For the last few months I’ve shared the breakdown of our monthly budget, as well as what we pay each month towards our debt. I don’t share these because I want to boast. Goodness knows that’s not the answer. I share these because it is a way for me to keep track of our finances, both savings and spending, as well as seeing what accomplishments we made over the course of the year. I share these so that you’re able to see a real-life example of how one family is working with what they’ve got to reach a goal. But at the heart of my blogging is a simple way for me to track the ways I’ve saved and show how we’re getting out of debt.
Our debt. I haven’t talked much about it. I shared a little bit of how we got here and where we’d like to be in the future, but other than that, I just don’t talk about it. We didn’t go into debt through extravagant vacations. We didn’t feel the need to the newest iPhone, high definition TV, or car so we could keep up with the neighbors. We didn’t even go into debt trying to keep up on our bills. Our bills were always paid on time and we always had money to eat. That’s not how we got into debt.

TASKS TO COMPLETE.
**A)** Reproduce the passage about the family's debt word for word, from "Our debt. I haven’t" up to and including "got into debt.".
**B)** Carry on the blog post about getting out of debt, starting after its final sentence.
You can ignore the listing here.

GIVEN DATA.
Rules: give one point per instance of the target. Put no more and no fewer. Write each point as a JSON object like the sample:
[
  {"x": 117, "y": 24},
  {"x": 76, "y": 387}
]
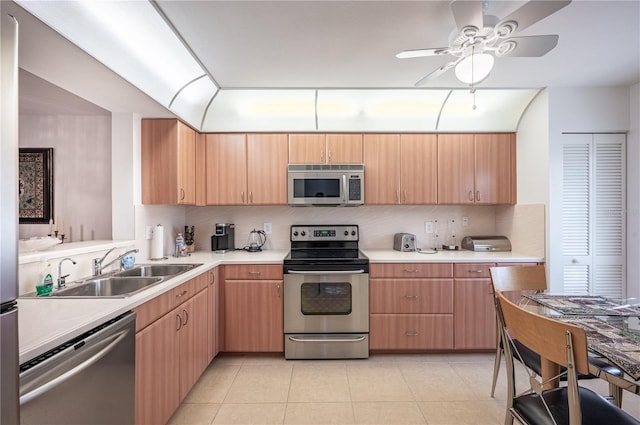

IN RESPONSE.
**A)**
Our debt. I haven’t talked much about it. I shared a little bit of how we got here and where we’d like to be in the future, but other than that, I just don’t talk about it. We didn’t go into debt through extravagant vacations. We didn’t feel the need to the newest iPhone, high definition TV, or car so we could keep up with the neighbors. We didn’t even go into debt trying to keep up on our bills. Our bills were always paid on time and we always had money to eat. That’s not how we got into debt.

**B)**
No. Most of our debt was because Hubs and I got an education. A large portion of our debt is our student loans. And if you combine the balances on Hubs and my student loans, it’s more than our mortgage. {I’m still debating whether I will post what our total balance is.}
So here’s what I refer to as Our Big Three:
Student Loans
Undergraduate and graduate degrees for both Hubs and I. We did each have graduate assistantships, which waivered our tuition for 2 years. If we didn’t, our student loan balance would be a lot higher than what it currently is. However, a good chunk of my current balance came from interest capitalization on my loans while I spent 4.5 years in graduate school and 2 years of repayment in economic forbearance. For a few years I couldn’t look at my balance. I would get nauseous, be unable to sleep and start having panic attacks just thinking about how much money it was.
A lot of my anxiety stemmed from the fact that I was in the middle of my graduate degree when the economy tanked in 2008, and I was worried that I wouldn’t find a job. At the time, I was told not to worry; I’d find a job. I was told that a teacher entering the work force with an advanced degree and children was desirable among school districts because the district wouldn’t be paying for my maternity leave or an advanced degree.
But when 2012 came and I had graduated, a booming economy and growing work force simply wasn’t the case in our area. Teaching positions were being cut, and new openings were being filled by currently tenured teachers in order to keep budgets down. Four years later, this cycle is still the case. State budgets cannot be agreed on, school budgets are slashed, property taxes are rising, and many positions are still being cut. This cycle is not just limited to teaching positions either.
Mortgage
We bought our house in 2014, and it has actually saved us money. Sounds backwards, doesn’t it? We live in the heart of the Marcellus operations in Pennsylvania. At its height, we were paying $805 per month in rent for a 3 bedroom, 1 bathroom half double house with an unreliable heating source. The place had 6 rooms total. To say it was cramped for 4 people is an understatement; fitting 5 people there was just insane.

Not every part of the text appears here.